Copy each entry as written.
>>
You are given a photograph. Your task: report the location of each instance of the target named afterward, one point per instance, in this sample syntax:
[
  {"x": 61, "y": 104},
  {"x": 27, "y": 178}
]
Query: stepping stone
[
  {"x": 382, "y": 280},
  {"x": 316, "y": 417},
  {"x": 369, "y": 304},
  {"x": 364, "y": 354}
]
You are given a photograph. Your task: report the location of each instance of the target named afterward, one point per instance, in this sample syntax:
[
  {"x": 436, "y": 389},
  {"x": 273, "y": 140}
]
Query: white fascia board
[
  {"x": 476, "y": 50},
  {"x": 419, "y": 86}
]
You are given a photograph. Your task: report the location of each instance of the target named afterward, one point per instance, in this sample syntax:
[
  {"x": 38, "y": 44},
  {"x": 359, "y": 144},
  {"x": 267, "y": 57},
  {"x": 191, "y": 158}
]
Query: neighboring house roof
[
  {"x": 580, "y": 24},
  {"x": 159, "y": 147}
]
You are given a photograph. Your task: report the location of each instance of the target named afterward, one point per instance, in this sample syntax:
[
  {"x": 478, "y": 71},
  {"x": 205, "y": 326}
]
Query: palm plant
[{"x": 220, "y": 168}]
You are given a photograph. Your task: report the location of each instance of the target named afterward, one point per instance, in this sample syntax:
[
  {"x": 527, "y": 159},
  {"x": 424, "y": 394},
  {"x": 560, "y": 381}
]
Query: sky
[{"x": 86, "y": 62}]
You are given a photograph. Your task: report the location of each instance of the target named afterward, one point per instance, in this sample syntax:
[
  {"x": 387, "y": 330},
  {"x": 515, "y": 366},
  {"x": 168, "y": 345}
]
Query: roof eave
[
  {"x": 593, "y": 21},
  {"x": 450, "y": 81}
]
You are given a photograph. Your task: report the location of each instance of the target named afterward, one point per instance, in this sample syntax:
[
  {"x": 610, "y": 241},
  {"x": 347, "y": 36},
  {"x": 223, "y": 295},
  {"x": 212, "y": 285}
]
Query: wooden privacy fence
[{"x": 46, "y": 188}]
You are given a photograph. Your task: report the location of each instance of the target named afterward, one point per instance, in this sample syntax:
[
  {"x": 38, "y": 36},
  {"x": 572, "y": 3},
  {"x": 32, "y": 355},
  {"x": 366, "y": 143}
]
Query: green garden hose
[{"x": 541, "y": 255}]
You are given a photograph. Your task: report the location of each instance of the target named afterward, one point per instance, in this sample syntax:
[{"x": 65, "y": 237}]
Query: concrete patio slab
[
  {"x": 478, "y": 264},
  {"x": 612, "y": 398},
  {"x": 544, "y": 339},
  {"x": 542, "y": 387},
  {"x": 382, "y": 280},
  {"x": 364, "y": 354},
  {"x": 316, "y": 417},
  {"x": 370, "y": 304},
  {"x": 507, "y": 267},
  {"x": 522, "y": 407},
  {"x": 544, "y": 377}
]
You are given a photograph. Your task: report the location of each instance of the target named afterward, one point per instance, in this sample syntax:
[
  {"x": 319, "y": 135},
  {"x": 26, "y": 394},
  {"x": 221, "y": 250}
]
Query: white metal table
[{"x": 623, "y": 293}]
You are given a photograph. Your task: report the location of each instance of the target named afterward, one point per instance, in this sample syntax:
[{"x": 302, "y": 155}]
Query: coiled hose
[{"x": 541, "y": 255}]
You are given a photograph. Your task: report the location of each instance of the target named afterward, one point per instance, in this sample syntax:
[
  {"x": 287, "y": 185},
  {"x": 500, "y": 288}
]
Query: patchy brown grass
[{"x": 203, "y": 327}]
<<
Exercise response
You are given a photograph. Your task: report the location of each instance of the target named afterward, one point per instance, in this sample syntax:
[
  {"x": 61, "y": 104},
  {"x": 27, "y": 178}
]
Query: stepping stone
[
  {"x": 382, "y": 280},
  {"x": 316, "y": 417},
  {"x": 369, "y": 304},
  {"x": 364, "y": 354}
]
You are given a photograph. Your task: report the location of each instance of the target named afterward, one point per instance, in this sample syntax:
[
  {"x": 436, "y": 389},
  {"x": 273, "y": 140}
]
Query: white fascia board
[
  {"x": 476, "y": 50},
  {"x": 419, "y": 86}
]
You are given a photograph. Your task: report the location of each instance of the target named afterward, one point per instance, in this sample syntax:
[
  {"x": 38, "y": 44},
  {"x": 359, "y": 144},
  {"x": 267, "y": 57},
  {"x": 191, "y": 158}
]
Query: neighboring house roof
[
  {"x": 580, "y": 24},
  {"x": 159, "y": 147}
]
You are given a photograph. Your task: report the location of each instance of the target named afterward, one point per instance, in this sample syntax:
[
  {"x": 478, "y": 71},
  {"x": 205, "y": 326}
]
Query: palm plant
[{"x": 220, "y": 168}]
You are given a photograph. Your task: report the location of each instance of the target named afterward, one point per instance, in this sample syntax:
[
  {"x": 527, "y": 159},
  {"x": 424, "y": 394},
  {"x": 560, "y": 381}
]
Query: sky
[{"x": 86, "y": 62}]
You are given a photograph. Your task: report the location of each instance of the target named afterward, one point per instance, in this sample syntax:
[
  {"x": 387, "y": 330},
  {"x": 515, "y": 366},
  {"x": 168, "y": 345}
]
Query: roof eave
[
  {"x": 593, "y": 21},
  {"x": 450, "y": 81}
]
You are given a photograph. Your task: report the location of each instance of the target named afterward, one point per instance, in this sample syntax:
[
  {"x": 610, "y": 241},
  {"x": 347, "y": 36},
  {"x": 223, "y": 295},
  {"x": 212, "y": 285}
]
Query: wooden privacy fence
[{"x": 46, "y": 188}]
You are given a photograph. Your task: report the location of each instance of the target named afterward, one point per instance, in this sample syntax:
[
  {"x": 38, "y": 36},
  {"x": 572, "y": 3},
  {"x": 32, "y": 355},
  {"x": 366, "y": 143}
]
Query: green garden hose
[{"x": 541, "y": 255}]
You are given a photograph. Your task: report the location of each instance of the target named afterward, one point per instance, in this sample syntax:
[{"x": 65, "y": 237}]
Query: concrete patio slab
[
  {"x": 478, "y": 264},
  {"x": 612, "y": 398},
  {"x": 544, "y": 339},
  {"x": 542, "y": 387},
  {"x": 382, "y": 280},
  {"x": 364, "y": 354},
  {"x": 316, "y": 417},
  {"x": 370, "y": 304},
  {"x": 507, "y": 267},
  {"x": 522, "y": 407},
  {"x": 544, "y": 377}
]
You are given a photograph. Your task: report the location of each instance of the target named afterward, one point per instance, in this sample syntax:
[
  {"x": 319, "y": 135},
  {"x": 26, "y": 394},
  {"x": 221, "y": 250}
]
Query: white metal table
[{"x": 623, "y": 293}]
You are given a photograph. Your task: report the location of each instance of the target named afterward, one point per instance, in this sample syntax:
[{"x": 302, "y": 155}]
Query: coiled hose
[{"x": 541, "y": 255}]
You are given a photograph. Your task: report the location of each instance of the target named afterward, one point per instance, in this sample syntax:
[
  {"x": 287, "y": 185},
  {"x": 500, "y": 288}
]
Query: patchy brown grass
[{"x": 203, "y": 327}]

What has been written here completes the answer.